• **Description of the task**
Put the lines running from the one containing "Please drop a marker on every instance of the dark" through the one containing "<point>25,91</point>", both included, into a numbered list with blank lines omitted.
---------- Data shown ----------
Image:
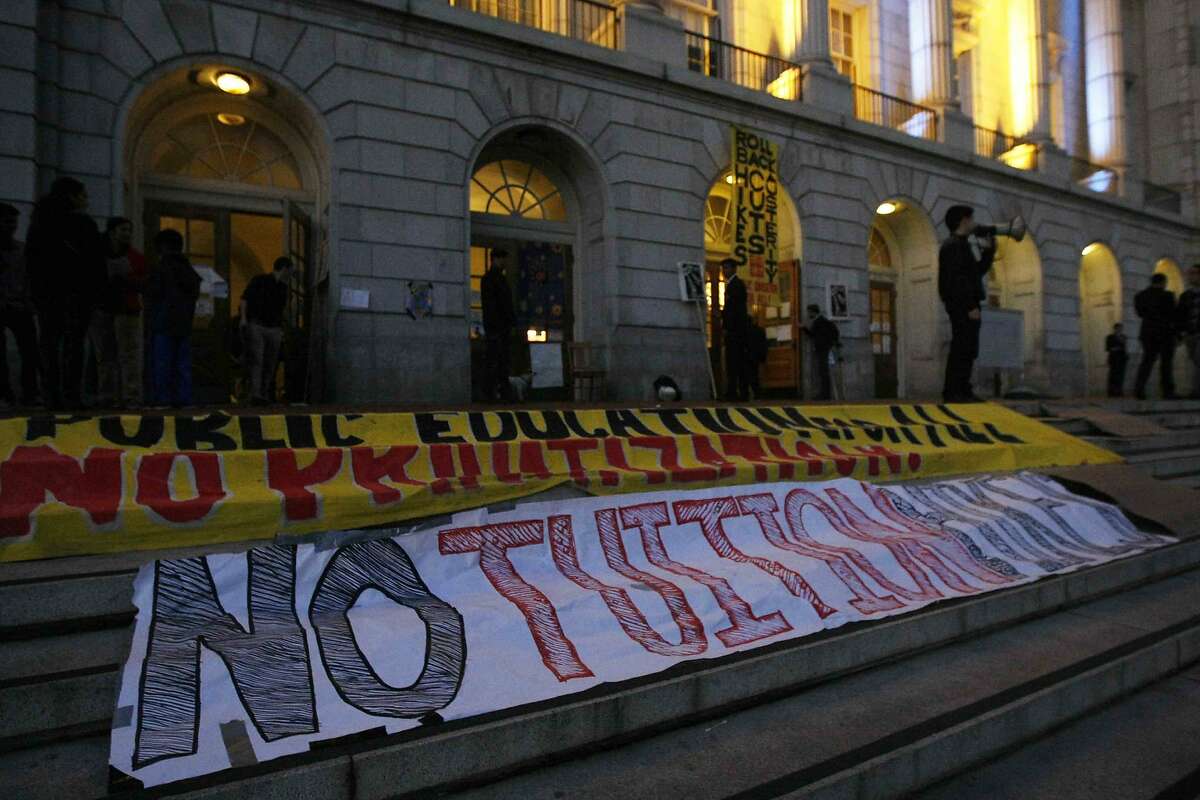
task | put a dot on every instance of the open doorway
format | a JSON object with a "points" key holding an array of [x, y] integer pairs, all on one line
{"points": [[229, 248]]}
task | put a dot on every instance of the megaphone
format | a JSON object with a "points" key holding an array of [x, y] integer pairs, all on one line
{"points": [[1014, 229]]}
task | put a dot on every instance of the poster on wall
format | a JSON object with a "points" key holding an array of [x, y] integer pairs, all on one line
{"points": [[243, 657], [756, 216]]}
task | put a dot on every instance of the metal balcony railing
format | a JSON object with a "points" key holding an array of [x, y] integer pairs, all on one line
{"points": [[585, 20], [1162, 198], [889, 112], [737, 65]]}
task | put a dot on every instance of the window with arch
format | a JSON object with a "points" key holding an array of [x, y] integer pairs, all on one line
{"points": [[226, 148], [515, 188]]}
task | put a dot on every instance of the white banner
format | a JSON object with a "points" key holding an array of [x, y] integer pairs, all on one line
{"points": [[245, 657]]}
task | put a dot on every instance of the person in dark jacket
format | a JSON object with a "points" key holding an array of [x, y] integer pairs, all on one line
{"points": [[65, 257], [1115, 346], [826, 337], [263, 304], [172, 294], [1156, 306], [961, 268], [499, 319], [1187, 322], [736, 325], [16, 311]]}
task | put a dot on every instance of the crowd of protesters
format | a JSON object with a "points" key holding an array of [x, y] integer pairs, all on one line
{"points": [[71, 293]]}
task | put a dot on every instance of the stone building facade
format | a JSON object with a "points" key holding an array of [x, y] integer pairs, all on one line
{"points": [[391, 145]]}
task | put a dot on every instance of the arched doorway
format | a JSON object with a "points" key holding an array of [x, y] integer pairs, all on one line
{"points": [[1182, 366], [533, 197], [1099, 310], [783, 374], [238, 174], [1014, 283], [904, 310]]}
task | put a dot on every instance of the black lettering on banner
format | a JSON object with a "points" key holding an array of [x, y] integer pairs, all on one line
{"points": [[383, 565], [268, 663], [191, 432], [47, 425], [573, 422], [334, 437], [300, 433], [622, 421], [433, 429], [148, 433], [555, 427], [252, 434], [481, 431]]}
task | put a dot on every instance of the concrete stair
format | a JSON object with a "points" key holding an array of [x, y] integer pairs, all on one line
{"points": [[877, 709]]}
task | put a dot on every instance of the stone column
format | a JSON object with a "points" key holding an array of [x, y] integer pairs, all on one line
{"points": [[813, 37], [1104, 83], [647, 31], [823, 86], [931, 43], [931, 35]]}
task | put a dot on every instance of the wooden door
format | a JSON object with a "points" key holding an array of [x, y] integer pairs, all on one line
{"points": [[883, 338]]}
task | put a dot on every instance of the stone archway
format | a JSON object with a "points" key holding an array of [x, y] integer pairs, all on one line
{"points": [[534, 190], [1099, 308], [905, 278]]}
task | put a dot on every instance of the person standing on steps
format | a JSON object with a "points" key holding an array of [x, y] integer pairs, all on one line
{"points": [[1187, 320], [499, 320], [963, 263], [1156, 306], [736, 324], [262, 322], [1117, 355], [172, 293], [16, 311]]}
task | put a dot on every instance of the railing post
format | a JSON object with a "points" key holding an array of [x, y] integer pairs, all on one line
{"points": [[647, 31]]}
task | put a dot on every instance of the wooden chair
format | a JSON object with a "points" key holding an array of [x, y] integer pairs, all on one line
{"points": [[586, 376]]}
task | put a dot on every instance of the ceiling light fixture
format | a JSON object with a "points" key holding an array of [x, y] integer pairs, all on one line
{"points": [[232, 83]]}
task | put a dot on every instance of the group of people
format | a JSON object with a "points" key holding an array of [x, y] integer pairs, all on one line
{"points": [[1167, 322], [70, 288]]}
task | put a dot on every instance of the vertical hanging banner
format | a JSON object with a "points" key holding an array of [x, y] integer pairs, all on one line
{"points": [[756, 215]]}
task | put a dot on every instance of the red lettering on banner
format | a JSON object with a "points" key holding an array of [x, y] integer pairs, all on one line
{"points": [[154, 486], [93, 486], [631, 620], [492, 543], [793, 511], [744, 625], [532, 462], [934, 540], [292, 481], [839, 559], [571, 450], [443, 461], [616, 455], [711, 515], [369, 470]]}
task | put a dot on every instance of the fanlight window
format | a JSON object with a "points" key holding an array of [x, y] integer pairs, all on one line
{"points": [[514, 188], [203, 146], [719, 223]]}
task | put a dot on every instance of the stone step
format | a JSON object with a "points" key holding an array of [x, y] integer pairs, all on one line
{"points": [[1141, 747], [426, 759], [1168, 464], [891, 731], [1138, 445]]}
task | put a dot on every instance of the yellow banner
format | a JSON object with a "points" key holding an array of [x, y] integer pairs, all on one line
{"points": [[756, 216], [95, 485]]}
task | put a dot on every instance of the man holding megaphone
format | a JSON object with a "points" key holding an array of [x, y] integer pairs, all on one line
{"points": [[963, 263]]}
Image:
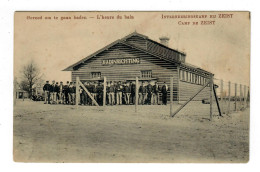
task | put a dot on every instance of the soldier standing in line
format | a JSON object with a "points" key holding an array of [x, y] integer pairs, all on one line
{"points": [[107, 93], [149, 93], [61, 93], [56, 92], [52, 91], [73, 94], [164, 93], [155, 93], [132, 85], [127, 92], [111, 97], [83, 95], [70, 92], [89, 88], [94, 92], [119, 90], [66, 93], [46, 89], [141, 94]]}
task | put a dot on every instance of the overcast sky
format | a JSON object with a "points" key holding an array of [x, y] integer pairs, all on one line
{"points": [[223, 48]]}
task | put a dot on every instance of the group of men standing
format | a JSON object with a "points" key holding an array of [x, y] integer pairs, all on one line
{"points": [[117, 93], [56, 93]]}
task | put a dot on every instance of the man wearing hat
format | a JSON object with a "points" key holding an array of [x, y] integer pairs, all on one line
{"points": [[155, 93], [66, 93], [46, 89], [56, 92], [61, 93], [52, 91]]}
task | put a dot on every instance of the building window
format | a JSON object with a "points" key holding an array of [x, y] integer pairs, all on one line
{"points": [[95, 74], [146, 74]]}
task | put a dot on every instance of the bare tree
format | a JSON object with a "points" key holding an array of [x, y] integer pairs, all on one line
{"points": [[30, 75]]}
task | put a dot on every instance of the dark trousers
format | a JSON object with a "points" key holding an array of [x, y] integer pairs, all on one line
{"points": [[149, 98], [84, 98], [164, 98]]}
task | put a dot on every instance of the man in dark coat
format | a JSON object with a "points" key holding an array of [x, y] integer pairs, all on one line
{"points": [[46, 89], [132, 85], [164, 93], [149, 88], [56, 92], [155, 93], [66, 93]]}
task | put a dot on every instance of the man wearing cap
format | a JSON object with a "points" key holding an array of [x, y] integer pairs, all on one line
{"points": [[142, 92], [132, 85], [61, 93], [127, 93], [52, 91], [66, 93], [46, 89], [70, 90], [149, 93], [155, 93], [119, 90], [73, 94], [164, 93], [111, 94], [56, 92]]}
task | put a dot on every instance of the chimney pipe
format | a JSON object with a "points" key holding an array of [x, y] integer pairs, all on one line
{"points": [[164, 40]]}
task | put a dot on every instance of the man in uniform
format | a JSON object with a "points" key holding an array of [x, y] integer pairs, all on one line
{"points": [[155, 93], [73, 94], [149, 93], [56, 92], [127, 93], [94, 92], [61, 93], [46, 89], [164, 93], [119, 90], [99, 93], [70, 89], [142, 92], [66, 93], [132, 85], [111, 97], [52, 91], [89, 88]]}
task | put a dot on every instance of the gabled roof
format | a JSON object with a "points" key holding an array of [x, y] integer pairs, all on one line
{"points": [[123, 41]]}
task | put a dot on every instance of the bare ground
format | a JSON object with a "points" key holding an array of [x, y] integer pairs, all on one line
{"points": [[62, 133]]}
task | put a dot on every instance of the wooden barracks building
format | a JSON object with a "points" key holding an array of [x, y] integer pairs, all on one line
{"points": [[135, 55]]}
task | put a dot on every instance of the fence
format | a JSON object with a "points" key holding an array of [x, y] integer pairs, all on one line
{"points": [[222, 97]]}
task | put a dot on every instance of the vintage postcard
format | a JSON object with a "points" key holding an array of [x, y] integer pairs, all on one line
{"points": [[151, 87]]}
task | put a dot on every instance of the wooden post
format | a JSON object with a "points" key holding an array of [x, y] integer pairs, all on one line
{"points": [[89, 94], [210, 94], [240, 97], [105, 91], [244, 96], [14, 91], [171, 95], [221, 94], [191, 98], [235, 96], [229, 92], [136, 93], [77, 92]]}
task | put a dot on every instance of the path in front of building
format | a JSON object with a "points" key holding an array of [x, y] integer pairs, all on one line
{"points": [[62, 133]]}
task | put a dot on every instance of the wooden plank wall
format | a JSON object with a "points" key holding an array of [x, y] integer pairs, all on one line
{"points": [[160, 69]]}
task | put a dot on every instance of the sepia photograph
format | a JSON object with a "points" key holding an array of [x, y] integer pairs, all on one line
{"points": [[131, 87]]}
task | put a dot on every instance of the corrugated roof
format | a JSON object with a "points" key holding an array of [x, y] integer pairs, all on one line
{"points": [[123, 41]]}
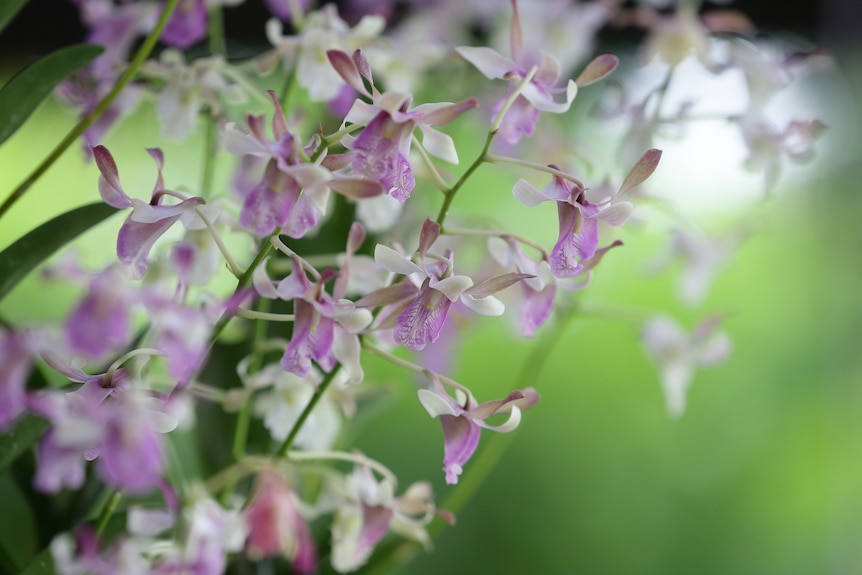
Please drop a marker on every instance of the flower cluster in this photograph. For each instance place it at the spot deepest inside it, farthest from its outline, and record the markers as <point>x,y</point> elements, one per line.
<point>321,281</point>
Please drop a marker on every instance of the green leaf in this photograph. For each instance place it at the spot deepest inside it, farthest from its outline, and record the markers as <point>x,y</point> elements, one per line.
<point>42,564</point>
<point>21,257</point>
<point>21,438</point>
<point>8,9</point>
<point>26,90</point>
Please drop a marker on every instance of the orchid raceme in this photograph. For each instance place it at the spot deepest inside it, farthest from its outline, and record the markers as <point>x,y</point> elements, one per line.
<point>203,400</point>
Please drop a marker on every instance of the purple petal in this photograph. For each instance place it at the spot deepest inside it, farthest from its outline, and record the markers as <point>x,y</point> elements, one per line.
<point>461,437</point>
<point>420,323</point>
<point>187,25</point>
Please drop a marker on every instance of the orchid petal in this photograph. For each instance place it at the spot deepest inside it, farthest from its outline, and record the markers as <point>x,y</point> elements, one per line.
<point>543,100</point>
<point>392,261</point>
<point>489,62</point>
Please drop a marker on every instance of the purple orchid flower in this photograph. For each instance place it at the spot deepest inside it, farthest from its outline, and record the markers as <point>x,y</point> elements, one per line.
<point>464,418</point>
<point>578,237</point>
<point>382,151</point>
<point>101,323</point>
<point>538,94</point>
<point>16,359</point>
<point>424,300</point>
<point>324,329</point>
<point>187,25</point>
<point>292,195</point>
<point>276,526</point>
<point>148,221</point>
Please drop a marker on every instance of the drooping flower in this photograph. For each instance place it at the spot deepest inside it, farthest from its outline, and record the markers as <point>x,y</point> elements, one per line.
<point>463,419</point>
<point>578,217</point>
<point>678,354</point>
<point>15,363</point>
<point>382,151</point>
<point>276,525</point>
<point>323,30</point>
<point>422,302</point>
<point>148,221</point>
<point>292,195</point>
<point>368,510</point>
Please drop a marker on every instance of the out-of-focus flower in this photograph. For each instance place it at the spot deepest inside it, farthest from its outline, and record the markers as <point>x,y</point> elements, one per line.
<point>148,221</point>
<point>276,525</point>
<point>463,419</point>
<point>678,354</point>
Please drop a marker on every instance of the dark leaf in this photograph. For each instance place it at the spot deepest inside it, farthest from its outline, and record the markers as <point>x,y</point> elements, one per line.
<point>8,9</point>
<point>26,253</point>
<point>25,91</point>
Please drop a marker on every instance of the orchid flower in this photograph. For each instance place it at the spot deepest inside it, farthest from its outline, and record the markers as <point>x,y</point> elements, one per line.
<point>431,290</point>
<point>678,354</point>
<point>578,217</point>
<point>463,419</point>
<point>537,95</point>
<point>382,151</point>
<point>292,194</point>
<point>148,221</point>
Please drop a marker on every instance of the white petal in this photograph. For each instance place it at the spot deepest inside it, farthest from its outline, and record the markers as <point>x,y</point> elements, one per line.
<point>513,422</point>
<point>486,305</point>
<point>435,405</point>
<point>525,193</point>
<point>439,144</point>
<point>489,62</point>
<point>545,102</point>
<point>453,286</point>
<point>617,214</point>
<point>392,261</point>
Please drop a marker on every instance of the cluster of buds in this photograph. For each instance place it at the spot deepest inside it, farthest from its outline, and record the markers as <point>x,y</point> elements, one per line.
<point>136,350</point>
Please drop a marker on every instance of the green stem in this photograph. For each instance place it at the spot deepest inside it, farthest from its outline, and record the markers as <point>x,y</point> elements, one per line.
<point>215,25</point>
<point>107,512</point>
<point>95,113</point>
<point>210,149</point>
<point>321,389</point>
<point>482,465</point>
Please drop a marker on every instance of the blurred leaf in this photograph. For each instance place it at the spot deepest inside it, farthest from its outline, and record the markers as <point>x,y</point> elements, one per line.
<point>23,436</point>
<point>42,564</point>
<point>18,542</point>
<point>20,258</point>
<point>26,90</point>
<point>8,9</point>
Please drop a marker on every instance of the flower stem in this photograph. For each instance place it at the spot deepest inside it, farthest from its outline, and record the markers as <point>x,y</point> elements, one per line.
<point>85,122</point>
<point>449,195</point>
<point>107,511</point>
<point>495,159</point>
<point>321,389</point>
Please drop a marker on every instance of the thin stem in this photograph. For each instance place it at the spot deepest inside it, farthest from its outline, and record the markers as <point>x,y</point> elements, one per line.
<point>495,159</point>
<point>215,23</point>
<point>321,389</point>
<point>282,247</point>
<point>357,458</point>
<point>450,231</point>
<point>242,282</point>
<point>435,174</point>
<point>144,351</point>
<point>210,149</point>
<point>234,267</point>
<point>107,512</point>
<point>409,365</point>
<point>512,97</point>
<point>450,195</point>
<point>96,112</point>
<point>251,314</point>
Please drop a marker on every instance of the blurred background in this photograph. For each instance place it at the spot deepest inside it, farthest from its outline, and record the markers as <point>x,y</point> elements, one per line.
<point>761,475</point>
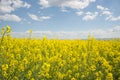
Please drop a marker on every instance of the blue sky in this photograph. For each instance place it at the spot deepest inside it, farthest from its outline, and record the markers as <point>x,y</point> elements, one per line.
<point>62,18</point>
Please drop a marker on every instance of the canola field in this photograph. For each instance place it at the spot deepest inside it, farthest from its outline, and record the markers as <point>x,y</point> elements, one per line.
----------
• **Reply**
1. Please drop a marker on every instance of the dark leaf in this photograph. For each instance place it at the spot deepest inside it, farthest from its outline, and record the markers as <point>x,y</point> elements, one per line.
2. <point>8,9</point>
3. <point>26,253</point>
4. <point>25,91</point>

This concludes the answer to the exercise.